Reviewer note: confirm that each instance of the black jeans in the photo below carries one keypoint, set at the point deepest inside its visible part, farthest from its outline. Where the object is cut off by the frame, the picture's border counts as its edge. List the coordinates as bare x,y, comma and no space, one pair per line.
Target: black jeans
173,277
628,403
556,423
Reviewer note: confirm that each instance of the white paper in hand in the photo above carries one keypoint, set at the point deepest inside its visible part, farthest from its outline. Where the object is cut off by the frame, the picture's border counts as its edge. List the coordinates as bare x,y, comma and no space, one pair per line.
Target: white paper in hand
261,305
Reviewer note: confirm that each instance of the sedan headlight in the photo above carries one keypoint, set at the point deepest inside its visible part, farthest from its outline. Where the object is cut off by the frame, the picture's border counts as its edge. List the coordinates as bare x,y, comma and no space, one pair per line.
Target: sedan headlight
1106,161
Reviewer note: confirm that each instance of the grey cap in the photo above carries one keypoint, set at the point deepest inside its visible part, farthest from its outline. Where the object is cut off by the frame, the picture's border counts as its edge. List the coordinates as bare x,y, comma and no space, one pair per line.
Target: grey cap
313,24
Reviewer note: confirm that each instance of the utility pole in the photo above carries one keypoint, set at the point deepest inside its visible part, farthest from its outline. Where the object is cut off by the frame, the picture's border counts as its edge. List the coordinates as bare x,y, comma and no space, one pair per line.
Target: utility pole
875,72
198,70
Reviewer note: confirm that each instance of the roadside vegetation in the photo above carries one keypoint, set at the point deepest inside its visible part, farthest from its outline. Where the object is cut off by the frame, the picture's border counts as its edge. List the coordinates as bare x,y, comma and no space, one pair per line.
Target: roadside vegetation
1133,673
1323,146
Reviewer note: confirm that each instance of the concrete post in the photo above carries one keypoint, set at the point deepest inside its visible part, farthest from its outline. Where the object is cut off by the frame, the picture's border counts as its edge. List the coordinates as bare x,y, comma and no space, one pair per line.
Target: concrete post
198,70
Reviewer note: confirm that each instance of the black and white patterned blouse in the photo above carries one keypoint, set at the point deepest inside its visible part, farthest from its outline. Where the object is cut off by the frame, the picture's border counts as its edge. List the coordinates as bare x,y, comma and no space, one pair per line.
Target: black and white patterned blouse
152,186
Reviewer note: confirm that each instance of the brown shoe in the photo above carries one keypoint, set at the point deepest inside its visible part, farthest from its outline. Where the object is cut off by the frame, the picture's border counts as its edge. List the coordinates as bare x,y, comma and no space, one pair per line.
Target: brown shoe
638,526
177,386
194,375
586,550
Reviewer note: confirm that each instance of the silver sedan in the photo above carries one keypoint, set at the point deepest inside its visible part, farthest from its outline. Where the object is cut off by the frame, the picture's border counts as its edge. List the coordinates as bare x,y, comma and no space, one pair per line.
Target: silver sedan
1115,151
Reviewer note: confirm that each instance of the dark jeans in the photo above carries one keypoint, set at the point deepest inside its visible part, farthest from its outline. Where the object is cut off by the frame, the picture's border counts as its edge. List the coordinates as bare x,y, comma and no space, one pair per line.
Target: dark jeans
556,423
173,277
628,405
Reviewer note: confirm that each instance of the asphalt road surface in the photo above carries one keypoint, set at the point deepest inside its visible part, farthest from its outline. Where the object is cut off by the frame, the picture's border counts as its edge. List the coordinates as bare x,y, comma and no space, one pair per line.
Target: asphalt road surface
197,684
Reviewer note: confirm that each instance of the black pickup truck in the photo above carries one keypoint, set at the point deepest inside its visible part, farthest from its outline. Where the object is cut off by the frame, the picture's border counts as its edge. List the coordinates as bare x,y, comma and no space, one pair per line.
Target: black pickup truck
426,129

## Aim
Turn every line of the entries above into a numbered list, omitting any blank lines.

## Answer to this task
1. Reviewer note: confirm that each instance of the black jeans in the photo below carries one keypoint, set at the point deepest inside its visible part, farthest from its outline. Where the object is cut off by the frame, the picture's border counts as its edge. List the coordinates as bare x,y, comma and no space, one pair per line.
2. Target: black jeans
3. 173,277
4. 628,403
5. 556,423
6. Reviewer note: confirm that each instance of the white paper in hand in the photo above carries one keypoint, set at the point deepest inside its visible part, farthest from its outline. Where the object is cut off by the frame, the picture's border counts as its edge. List the coordinates as bare x,y, comma and no space, one pair per line.
7. Target: white paper in hand
8. 261,305
9. Reviewer note: confirm that each instance of the sedan headlight in the photo above carries one keypoint, set at the point deepest inside its visible part, farthest from its outline. Where the object is cut off by the frame, the picture's border counts as its edge. List the coordinates as bare x,y, comma and no space, one pair per line.
10. Target: sedan headlight
11. 1106,161
12. Reviewer note: confirm that each instance of the grey cap in the photo above carries one keypoint, set at the point deepest inside its visible part, farthest from its outline. Where the object is cut off by the frame, the picture's border counts as its edge. List the coordinates as bare x,y, comma and no space, one pair per line.
13. Target: grey cap
14. 313,24
15. Reviewer note: confirm that each instance of the utility pole in the photo above carries one keypoint, set at the point deepest inside its visible part, farthest from its outline. Where the object is cut off by the frame, the picture's border counts as its edge. List the coordinates as bare x,y, comma and no space, one pair per line.
16. Target: utility pole
17. 875,72
18. 198,70
19. Reviewer note: confirm that each instance of the roadside vegetation in the photo above carries one keypoint, set at the point deepest inside its visible part, farthest from its outline. Where the object is cut off by the frame, the picture's border counts as its edge. List the coordinates as bare x,y, comma and no space, one pair per line.
20. Target: roadside vegetation
21. 1133,673
22. 1323,146
23. Reviewer note: confirm that each instance of the concrete post in the photo above carries one keypoint, set at the point deepest inside its visible part, farthest from its outline. Where the object is cut off by the frame, the picture's border counts as its edge. List the coordinates as bare x,y, comma and no space, one pair per line.
24. Target: concrete post
25. 198,70
26. Reviewer note: confirm that each instance of the black and white patterned blouse in the photo above carries one keypoint, set at the point deepest inside its visible part, farthest from its outline. Where the object is cut off by the frame, the picture's border counts as its edge. List the coordinates as bare x,y, comma and no space, one pair per line.
27. Target: black and white patterned blouse
28. 152,186
29. Reviewer note: confirm that each instance of the brown shoe in the photo above carries one keypoint, set at the point deepest inside its visible part, farthest from its outline. Where the object is cut off by the frame, the picture's border counts as its edge. List the coordinates as bare x,y, comma and no space, one pair per line.
30. Target: brown shoe
31. 638,526
32. 177,386
33. 194,375
34. 586,550
35. Reviewer note: confirm that each instance of the silver sedan in the photo above carries one keypoint, set at the point deepest inside its visible part, farthest from its outline. Where the object is cut off by the frame, the picture's border counts as its edge. List the coordinates as bare x,y, comma and no space, one pair per line.
36. Target: silver sedan
37. 1115,151
38. Reviewer note: confirm that each instance of the dark jeans in the photo above carries one keypoint, set at the point deepest inside its visible part, farthest from its outline. Where the object is cut off by the frame, the picture's border counts as its edge. List the coordinates as bare x,y, comma and no space, one pair per line.
39. Target: dark jeans
40. 556,423
41. 173,277
42. 628,405
43. Reviewer note: confirm that each instance of the asphalt road surface in the photo above carries one keypoint, set at the point deepest inside its visible part, farthest from its outline. Where the object is cut off by the frame, the picture's border counts as its edge. List the coordinates as bare x,y, comma and no space, one pair per line.
44. Target: asphalt road surface
45. 197,684
46. Reviewer note: confirm that each instance of the black pickup truck in the photo above carries one keypoint, set at the point deepest inside its visible part, farthest from its outline. Where the object is cut off by the frame, the picture's border counts as its edge. List the coordinates as bare x,y, comma and no space, one pair per line.
47. Target: black pickup truck
48. 426,129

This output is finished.